**Extracto de página:**
▼▼▼
Por uno u otro motivo se ha perdido la casi totalidad de la documentación escrita de estas civilizaciones, la que hubiera arrojado luz acerca de su concepción cosmogónica cíclica, de su teogonía y del sentido de sus mitos2.
No obstante, a base de aportes de etnólogos y antropólogos, se sabe hoy a ciencia cierta que todas las culturas amerindias tenían como sustentáculo una concepción cosmogónica cíclica y otra implícita de carácter ontológico.
El Popol Vuh o Libro del Común y el Chilam Balam son dos de las fuentes más notables de la cosmogonía y mitología amerindias, ambas de rico contenido mitológico y poética originalidad. Como ya es sabido, en la génesis de la cosmogonía que narra el Popol Vuh, juega un papel fundamental el advenimiento de la palabra creadora. Esto nos dice que las culturas míticas o arcaicas amerindias tenían también su logos cosmológico y teogónico, el cual encadenó a su Ley la naturaleza, los seres y las cosas. La estructura de las culturas amerindias fue destruida, arrasada por el vendaval de la Conquista, pero estas culturas no fueron del todo extinguidas. De su desarticulada y rota armazón brota un poderoso aliento telúrico que envuelve todas las manifestaciones culturales y artísticas de Latinoamérica. Aunque culturas así destruidas no vuelven, en la integridad de su paideuma, a la vida, su flujo continúa operante.
España, con la Conquista, consumó un inmenso genocidio, un aniquilamiento de un soporte humano que había alcanzado “verdadero nivel cultural. No se estuvo en presencia de bárbaros, sino frente a culturas del mismo linaje de aquella de la cual procedían los conquistadores, la que ocultaba la verdadera barbarie en más de una de sus formas, entre otras la codicia y la crueldad”3.
▲▲▲
**Conjunto de registros:**
▼▼▼
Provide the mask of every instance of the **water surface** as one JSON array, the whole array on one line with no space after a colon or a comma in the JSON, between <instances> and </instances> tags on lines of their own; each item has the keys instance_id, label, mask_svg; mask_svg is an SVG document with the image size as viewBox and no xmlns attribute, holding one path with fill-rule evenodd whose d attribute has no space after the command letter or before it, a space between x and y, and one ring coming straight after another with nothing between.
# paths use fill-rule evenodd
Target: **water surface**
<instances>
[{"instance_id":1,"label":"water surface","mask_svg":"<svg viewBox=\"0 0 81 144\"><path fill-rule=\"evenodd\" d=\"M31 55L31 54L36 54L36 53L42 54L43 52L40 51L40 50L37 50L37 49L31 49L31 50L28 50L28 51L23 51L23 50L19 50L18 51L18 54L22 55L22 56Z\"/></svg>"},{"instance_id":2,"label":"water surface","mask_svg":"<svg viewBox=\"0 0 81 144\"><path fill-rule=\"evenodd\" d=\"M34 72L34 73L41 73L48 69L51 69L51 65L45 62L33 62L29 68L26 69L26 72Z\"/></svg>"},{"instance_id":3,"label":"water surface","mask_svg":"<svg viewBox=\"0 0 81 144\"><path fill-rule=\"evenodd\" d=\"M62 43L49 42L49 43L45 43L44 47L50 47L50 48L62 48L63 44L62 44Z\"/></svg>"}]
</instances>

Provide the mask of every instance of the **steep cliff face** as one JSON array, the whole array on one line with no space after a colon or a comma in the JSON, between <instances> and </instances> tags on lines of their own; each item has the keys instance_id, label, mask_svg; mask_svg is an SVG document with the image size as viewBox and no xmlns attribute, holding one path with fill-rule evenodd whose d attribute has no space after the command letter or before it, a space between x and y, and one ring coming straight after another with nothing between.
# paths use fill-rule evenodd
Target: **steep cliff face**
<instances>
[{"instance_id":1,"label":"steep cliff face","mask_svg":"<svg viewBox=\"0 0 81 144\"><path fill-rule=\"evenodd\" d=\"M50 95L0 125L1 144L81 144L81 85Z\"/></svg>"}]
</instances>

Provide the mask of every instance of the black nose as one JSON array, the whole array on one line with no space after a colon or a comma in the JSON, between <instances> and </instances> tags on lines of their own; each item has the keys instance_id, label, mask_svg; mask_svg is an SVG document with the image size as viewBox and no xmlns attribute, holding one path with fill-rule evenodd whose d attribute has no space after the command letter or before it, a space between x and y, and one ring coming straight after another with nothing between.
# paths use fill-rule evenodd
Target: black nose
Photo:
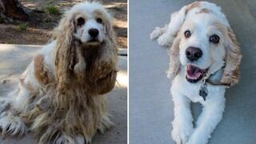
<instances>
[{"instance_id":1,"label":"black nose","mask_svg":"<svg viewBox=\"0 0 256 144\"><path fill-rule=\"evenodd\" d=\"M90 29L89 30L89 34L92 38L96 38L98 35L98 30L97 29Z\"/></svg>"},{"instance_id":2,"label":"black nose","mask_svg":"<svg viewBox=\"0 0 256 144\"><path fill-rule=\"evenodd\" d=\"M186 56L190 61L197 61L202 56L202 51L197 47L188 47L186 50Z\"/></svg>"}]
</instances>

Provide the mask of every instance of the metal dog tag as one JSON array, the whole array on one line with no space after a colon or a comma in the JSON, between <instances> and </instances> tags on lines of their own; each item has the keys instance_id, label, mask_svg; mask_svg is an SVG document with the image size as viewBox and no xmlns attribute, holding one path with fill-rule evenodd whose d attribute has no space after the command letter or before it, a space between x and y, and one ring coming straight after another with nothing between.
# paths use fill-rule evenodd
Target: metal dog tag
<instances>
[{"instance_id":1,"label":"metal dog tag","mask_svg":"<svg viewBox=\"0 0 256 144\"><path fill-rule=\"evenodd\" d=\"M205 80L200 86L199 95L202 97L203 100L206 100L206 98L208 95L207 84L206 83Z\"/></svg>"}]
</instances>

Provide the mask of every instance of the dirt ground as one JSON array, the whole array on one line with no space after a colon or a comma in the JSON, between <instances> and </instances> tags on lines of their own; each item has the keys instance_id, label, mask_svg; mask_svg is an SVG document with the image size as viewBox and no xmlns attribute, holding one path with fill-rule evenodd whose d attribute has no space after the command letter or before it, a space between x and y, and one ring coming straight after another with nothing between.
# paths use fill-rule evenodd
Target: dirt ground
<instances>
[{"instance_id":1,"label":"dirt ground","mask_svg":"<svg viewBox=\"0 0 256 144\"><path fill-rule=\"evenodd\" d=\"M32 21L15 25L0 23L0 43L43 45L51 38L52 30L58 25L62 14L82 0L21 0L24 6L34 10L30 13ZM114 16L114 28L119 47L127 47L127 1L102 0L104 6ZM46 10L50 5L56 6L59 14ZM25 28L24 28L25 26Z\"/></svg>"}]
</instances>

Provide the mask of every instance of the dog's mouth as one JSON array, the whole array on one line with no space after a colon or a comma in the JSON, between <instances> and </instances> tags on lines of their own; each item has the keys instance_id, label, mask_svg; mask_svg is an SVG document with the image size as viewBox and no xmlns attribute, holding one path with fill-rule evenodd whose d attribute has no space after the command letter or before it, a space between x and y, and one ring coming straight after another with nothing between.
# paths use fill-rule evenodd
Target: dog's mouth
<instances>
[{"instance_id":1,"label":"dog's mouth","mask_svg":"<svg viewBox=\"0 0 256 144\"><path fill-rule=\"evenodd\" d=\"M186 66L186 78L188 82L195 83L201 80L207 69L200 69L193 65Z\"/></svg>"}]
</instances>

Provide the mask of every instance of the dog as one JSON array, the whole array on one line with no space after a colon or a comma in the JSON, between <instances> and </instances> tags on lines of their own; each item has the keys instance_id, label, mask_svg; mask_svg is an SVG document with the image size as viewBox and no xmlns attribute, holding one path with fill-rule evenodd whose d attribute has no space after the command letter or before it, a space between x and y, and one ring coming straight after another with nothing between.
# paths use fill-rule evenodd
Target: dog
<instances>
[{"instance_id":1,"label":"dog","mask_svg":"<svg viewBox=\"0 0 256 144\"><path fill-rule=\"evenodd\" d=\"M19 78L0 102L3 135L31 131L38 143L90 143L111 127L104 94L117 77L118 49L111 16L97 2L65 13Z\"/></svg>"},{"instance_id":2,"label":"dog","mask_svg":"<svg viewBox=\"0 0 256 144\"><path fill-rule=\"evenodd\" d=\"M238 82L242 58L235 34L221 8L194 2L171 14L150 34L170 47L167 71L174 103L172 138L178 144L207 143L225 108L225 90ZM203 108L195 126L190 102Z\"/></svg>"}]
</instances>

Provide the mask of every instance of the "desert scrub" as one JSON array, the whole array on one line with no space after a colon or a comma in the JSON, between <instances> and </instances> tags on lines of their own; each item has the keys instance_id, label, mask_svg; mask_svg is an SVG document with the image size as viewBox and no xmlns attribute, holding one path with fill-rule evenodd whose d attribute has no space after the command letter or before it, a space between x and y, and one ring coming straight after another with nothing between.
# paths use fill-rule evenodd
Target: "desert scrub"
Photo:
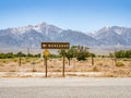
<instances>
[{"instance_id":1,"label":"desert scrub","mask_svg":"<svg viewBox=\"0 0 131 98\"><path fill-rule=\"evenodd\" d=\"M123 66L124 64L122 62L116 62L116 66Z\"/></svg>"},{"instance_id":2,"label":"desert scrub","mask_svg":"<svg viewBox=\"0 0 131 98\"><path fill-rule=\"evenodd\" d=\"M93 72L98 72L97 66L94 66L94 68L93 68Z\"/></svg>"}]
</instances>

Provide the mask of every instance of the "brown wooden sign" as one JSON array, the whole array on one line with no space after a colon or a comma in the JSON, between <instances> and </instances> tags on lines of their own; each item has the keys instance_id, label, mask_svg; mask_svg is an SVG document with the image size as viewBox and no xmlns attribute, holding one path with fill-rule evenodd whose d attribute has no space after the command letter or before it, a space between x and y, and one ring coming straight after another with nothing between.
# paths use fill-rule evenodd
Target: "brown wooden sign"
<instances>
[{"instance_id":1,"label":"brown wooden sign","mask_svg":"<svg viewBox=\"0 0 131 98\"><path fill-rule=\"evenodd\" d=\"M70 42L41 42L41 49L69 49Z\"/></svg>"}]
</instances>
▲▲▲
**Qué harás:**
a: Responde estas preguntas sobre el texto acerca de las culturas amerindias:
(i) ¿Qué dos obras señala el texto como fuentes notables de la cosmogonía y mitología amerindias?
(ii) ¿Qué juega un papel fundamental en la génesis de la cosmogonía que narra el Popol Vuh?
(iii) ¿Qué formas de barbarie nombra la cita final entre las que ocultaba la cultura de los conquistadores?
b: Reúne todas las líneas de los registros que contengan la cadena "Target".

**Soluciones de ejercicios:**
a:
(i) El Popol Vuh, o Libro del Común, y el Chilam Balam.
(ii) El advenimiento de la palabra creadora.
(iii) La codicia y la crueldad.

b:
Target: **water surface**
Target: **steep cliff face**
Target: black nose
Target: metal dog tag
Target: dirt ground
Target: dog's mouth
Target: dog
Target: "desert scrub"
Target: "brown wooden sign"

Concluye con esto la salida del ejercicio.